* _Page text_
○ ○ ○ ○ ○
Thank you guys for your help! I've spent probably like 12 hours (at least) trying to figure all the best places to put stuff before I posted this (which I why I posted it cause I was frustrated) and then probably another 6-8 after messing around with it. I think i've managed to get most of the cage sorted for now. I kinda just meant for this to be a look through catalogue of sorts so you could go through, find a type of hammock, and then see all the ways you can hang it and all the locations. I think that would be a really cool thing to have on here and really helpful.


----------



## Camelle (Feb 11, 2013)

Also Velo: WE HAVE THE SAME RAINBOW WHALES!!! c: I love those rainbow whale! I'm so ordering more of them!! I don't know if you noticed it or not but I have a corner hammock in them c:


----------



## Velo (Dec 30, 2014)

Lol yes I did see your whales too! I love the fabric. ^_^ I think they have it at JoAnns because I didn't get my whale stuff from Chelsey's Cozies, although I've heard she's great too. :3


----------



## Camelle (Feb 11, 2013)
○ ○ ○ ○ ○
Records from a collection:
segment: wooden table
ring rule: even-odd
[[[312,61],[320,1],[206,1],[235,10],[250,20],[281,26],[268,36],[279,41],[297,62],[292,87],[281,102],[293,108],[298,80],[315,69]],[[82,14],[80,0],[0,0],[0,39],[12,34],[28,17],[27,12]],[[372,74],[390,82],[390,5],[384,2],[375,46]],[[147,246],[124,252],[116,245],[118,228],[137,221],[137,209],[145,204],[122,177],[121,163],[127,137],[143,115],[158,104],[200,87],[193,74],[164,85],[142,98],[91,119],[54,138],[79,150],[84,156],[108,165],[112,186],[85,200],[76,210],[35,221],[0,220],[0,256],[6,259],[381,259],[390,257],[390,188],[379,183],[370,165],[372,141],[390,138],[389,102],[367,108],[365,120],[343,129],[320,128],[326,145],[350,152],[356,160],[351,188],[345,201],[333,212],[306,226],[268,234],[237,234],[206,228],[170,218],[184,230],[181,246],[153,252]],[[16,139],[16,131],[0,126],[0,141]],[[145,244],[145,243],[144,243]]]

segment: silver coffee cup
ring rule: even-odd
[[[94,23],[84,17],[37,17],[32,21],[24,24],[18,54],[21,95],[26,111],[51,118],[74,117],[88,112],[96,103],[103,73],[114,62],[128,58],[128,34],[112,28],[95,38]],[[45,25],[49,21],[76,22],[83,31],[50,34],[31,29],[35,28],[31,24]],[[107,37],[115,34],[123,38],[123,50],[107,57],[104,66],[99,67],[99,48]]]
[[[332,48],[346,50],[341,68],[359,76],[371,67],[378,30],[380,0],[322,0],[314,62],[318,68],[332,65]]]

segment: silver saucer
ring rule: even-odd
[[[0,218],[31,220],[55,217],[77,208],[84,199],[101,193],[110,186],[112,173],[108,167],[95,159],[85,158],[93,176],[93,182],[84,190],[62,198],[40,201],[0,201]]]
○ ○ ○ ○ ○
* _Requests_
1. Answer these about the hammock thread, please:
(a) How many hours does the first post say were spent figuring out where to put things before posting?
(b) What type of hammock does Camelle have in the rainbow whale fabric?
(c) At which store does Velo think the whale fabric is sold?
2. Go on with the forum thread about cage hammocks from the point where it stops.

* _Answers for this exercise_
1.
(a) Probably about 12 hours, at least.
(b) A corner hammock.
(c) JoAnns.

2.
I can't sew to save my life and neither can my mom not that she'd teach me if she could so the only fabric I buy goes to line their cage sadly I can't make hammocks. and since the whales are cotton not fleece I can't use as cage liner otherwise I totally would. I love it too!!


----------



## Maddie (Jan 13, 2014)

If you start searching on some different fabric sites you might find rainbow options if you want to go that way and not just with whales. Each of my cages have a different color theme I guess and one of mine looks like it came from the 80's with lots of neon colors on black. I do have one though where my boys have rainbow stuff, and I've found a large variety of rainbow fleece. If you want to go the way of making your own and not sewing fleece really doesn't unravel like other material does. You could make "no sew" items?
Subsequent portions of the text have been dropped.